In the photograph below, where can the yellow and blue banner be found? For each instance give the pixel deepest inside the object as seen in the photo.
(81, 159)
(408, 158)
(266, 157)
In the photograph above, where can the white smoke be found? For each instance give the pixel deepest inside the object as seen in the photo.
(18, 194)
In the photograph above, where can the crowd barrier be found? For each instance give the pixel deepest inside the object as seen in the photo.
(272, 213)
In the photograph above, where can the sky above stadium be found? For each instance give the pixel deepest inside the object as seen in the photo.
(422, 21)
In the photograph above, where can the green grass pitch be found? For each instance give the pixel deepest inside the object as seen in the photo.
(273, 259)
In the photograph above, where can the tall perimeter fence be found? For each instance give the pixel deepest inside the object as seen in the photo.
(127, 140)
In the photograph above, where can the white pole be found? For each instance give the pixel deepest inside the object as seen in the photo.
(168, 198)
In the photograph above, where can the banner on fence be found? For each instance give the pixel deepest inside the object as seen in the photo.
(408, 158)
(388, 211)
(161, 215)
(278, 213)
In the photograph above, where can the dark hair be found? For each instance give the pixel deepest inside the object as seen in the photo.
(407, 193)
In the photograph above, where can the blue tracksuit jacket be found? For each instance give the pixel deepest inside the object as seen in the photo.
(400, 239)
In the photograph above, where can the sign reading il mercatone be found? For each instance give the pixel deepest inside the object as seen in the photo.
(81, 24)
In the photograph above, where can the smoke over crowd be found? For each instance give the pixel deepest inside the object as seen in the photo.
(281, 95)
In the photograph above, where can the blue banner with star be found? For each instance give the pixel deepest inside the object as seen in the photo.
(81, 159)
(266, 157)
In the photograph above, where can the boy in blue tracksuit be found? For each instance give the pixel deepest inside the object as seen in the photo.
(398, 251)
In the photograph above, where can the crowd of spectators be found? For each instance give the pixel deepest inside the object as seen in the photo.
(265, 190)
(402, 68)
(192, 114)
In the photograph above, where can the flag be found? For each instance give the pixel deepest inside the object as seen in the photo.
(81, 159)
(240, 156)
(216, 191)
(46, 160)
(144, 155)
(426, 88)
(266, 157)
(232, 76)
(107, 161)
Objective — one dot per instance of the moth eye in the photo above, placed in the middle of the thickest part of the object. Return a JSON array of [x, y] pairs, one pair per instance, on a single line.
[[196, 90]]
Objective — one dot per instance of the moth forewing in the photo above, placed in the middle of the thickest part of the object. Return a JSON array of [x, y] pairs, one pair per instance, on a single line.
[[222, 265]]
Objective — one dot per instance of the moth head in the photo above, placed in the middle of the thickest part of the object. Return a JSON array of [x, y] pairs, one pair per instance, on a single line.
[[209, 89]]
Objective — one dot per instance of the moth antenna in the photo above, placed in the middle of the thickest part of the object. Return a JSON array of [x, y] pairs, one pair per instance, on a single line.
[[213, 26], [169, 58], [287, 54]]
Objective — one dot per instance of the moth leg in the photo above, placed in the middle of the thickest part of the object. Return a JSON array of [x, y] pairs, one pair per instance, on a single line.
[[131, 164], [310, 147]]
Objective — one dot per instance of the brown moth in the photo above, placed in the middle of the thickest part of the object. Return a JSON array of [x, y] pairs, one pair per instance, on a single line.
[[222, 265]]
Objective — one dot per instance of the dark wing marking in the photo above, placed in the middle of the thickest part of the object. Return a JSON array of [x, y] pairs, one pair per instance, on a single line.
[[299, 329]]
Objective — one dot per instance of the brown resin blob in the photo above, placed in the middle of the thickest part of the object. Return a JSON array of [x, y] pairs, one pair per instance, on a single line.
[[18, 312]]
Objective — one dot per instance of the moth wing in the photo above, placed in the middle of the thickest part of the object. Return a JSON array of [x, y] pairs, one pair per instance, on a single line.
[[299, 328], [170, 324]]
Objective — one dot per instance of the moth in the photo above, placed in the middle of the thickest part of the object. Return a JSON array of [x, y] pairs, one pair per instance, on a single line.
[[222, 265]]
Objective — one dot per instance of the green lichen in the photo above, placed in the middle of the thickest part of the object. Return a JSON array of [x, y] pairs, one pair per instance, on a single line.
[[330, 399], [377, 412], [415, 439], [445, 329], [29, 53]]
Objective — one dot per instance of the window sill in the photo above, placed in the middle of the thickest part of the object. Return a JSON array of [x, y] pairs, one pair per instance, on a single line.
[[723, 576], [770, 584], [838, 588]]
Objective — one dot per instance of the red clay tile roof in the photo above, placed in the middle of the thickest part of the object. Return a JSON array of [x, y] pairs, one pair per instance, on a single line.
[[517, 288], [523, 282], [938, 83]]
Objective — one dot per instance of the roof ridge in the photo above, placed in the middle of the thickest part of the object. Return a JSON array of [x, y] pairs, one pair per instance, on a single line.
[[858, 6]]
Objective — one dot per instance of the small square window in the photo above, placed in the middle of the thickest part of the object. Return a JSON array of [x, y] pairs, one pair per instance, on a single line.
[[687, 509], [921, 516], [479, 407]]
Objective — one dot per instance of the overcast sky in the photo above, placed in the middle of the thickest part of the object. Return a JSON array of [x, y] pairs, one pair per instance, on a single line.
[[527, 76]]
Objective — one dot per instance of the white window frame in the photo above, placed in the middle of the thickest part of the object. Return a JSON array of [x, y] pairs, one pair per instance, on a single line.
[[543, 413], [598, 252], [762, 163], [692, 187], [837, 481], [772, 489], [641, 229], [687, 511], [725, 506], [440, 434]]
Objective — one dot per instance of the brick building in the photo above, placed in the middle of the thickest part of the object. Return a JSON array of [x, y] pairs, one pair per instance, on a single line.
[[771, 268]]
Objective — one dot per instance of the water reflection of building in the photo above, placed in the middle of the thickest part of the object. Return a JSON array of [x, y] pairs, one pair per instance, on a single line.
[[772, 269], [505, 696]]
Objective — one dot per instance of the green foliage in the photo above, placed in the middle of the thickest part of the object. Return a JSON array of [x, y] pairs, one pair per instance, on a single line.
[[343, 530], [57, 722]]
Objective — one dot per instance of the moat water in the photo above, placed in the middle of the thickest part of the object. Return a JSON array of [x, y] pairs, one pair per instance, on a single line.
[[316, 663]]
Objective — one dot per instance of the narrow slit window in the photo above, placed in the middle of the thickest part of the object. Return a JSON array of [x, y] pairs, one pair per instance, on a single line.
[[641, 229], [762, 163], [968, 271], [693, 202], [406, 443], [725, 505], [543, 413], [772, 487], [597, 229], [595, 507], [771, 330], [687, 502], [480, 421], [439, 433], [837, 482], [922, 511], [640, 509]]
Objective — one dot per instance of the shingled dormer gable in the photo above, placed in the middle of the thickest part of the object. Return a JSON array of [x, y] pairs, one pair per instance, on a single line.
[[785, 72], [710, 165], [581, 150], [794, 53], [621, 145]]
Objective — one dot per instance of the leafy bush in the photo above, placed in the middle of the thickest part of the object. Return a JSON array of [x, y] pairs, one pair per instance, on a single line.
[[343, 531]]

### What this task involves
The data above should be reproduced in full and exactly.

### Output below
In the photograph below, where can the yellow and blue banner be found? For each instance give the pixel deepest inside the object as seen in the photo.
(81, 159)
(408, 158)
(266, 157)
In the photograph above, where can the white smoke be found? For each instance give the pixel deepest inside the object as seen in the photo.
(18, 194)
In the photograph above, where can the crowd barrier be found? For each instance give the pixel deepest inside the object as seen in the photo.
(272, 213)
In the photograph above, where can the sky above stadium be found? For each instance give the pixel deepest inside the object as seen in the photo.
(422, 21)
In the photograph above, where can the green grass pitch be found? For each instance give the pixel deepest inside the object as seen in the photo.
(273, 259)
In the photograph above, where can the tall perimeter fence be found? For each instance give the pixel deepest inside the object as seen in the photo.
(127, 140)
In the photograph above, where can the white pole be found? For each instance give the pixel deepest inside the object as seen in the photo.
(168, 198)
In the photograph above, where can the banner on fence be found? For each instance give the pixel deepest inside the object as seen in the photo.
(408, 158)
(388, 211)
(161, 215)
(278, 213)
In the photograph above, where can the dark hair be found? For each instance give the pixel deepest inside the object as seen in the photo.
(407, 193)
In the photograph above, where can the blue tracksuit jacket be found? For each instance give the pixel deepest inside the object as seen in the photo.
(400, 239)
In the photograph above, where can the sign reading il mercatone be found? For each instance give the pixel deepest inside the object as seen in the photo.
(81, 24)
In the photograph above, where can the smoke over crowd be found? For each instance give the pixel deepest inside the object as seen in the photo.
(281, 95)
In the photograph above, where can the blue banner with star be found? For each instance give the pixel deepest inside the object as seen in the photo.
(81, 159)
(266, 157)
In the photograph above, where can the boy in blue tracksuit be found? For each instance give the pixel deepest inside the object as seen in the photo.
(398, 251)
In the photograph above, where can the crowd of spectators be found? For each instance give the pixel deepest inside the object as seen in the photo.
(265, 190)
(402, 68)
(192, 114)
In the photograph above, where can the flag be found? For each instance give the pixel deepest inside the object as seen in the photo.
(81, 159)
(240, 156)
(216, 191)
(46, 160)
(144, 155)
(426, 88)
(266, 157)
(232, 76)
(107, 161)
Objective — one dot per instance of the moth eye in the photo above, placed in the middle of the thickest part of the object. Return a JSON array of [x, y] pairs, one pair per instance, on a single line.
[[196, 90]]
Objective — one dot per instance of the moth forewing in the photo above, placed in the middle of the thickest part of the object. Return a JSON array of [x, y] pairs, one pair per instance, on a single line.
[[222, 265]]
Objective — one dot per instance of the moth head in the photo above, placed in the middle of the thickest part of the object. Return a JSON array of [x, y] pairs, one pair per instance, on a single line.
[[209, 89]]
Objective — one dot per instance of the moth antenna in the photo above, placed in the middle of the thickest part of the object. Return a JSON array of [x, y] pairs, one pair per instance, on a single line.
[[213, 26], [169, 58], [287, 54]]
Objective — one dot per instance of the moth leg in the photo above, placed in the middle of the thickest part of the object. Return a JSON array of [x, y] pairs, one pair per instance, on a single line.
[[131, 164], [310, 147]]
Objective — one dot per instance of the brown moth in the photo above, placed in the middle of the thickest part of the object. Return a JSON array of [x, y] pairs, one pair per instance, on a single line.
[[222, 265]]
Objective — one dot per instance of the dark wing marking in the photo above, placed in the middle of the thickest part of the object. Return a JSON array of [x, y] pairs, one pair per instance, on a single line.
[[299, 329]]
Objective — one dot per instance of the brown resin blob in the photo above, placed in the middle of the thickest part of the object. Return a JSON array of [x, y] pairs, one pair per instance, on a single line.
[[18, 312]]
Objective — one dot per instance of the moth wing in the photo above, placed in the middle of the thickest part of the object. Return a JSON array of [x, y] pairs, one pair per instance, on a single line.
[[299, 328], [170, 324]]
Objective — one dot per instance of the moth in the photo above, placed in the middle of the thickest part of the object. Return a JSON array of [x, y] pairs, one pair per instance, on a single line.
[[222, 265]]
Objective — one dot per instance of the green lichen in the photo above, placed in the middle of the thickest part of the object. Return a JSON array of [x, y] pairs, one pair per instance, on a single line.
[[330, 399], [377, 412], [415, 439], [445, 329], [29, 53]]
Objective — one dot per instance of the window sill in the photo above, placed in the middle of the thickest part of the object. Return a JSON array of [x, y] pairs, one pair per instance, on a single line.
[[723, 576], [770, 584], [838, 588]]
Objective — one dot per instance of the red clay tile roof in the photo above, placed in the middle of the thickest part of the object. Return a JSON array of [x, y] pairs, one pair per instance, on a single line.
[[517, 288], [523, 282], [938, 83]]
Objective — one dot per instance of the roof ridge in the photo above, placed in the middle of the thickest part of the object. Return a JSON array of [x, y] pairs, one pair per instance, on a single line.
[[858, 6]]
Objective — one dot per instance of the small square window in the photo above, placed in the middle of the thickest part of the object. Return a JSON array of [x, y] pairs, one pair per instance, on a single line.
[[687, 509], [921, 516], [479, 407]]
Objective — one dot per instance of the overcast sky in the photo above, placed in the middle of the thickest part of the object. Return a JSON array of [x, y] pairs, one pair per instance, on a single line.
[[527, 76]]
Objective — one dot per instance of the white window frame in the photo above, placed in the middle of the thickest part of the object. Return a JSON array of [x, y] pairs, one pair per instance, on a single line.
[[543, 413], [598, 252], [762, 163], [692, 187], [837, 481], [772, 489], [641, 229], [687, 511], [725, 506], [440, 434]]
Objective — one dot per instance of the brick building in the photo above, placed in the middle of the thickest part of the object. Return a JSON array of [x, y] pairs, one pair per instance, on a single line.
[[771, 268]]
Objective — one dot per instance of the water reflection of building in the photo above, placed in the middle of the thickest part of the object. Return a JSON array of [x, y] pairs, one pair per instance, on a single line.
[[772, 269], [505, 696]]
Objective — one dot per instance of the green foliage in the photo above, placed in the middle of the thickest part of the object. Return a JSON array of [x, y] pairs, one pair per instance, on a single line.
[[343, 530], [57, 722]]
Objective — one dot per instance of the moat water in the photo above, placed in the middle of the thickest part of the object. Return a JSON array of [x, y] pairs, one pair per instance, on a single line.
[[316, 663]]
Objective — one dot per instance of the narrow slit window in the photo above, placed in the middle of the thickest part of the object. Return a JSON array of [x, y] pairs, one pair per instance, on a single line.
[[641, 229], [762, 163], [968, 271], [693, 202], [406, 443], [725, 505], [543, 413], [772, 487], [597, 229], [595, 507], [771, 330], [687, 502], [480, 421], [439, 433], [837, 482], [922, 511], [640, 509]]
Objective — one dot per instance of the shingled dormer gable in the photo above, placed in the middle of the thickest part of the object. Return a JSON array of [x, y] pairs, one pair per instance, on a single line.
[[785, 72], [710, 165], [581, 150], [794, 53], [621, 145]]
Objective — one dot per instance of the leafy bush in the photo above, placed in the middle of the thickest part of the object. Return a JSON array of [x, y] pairs, one pair per instance, on a single line.
[[343, 531]]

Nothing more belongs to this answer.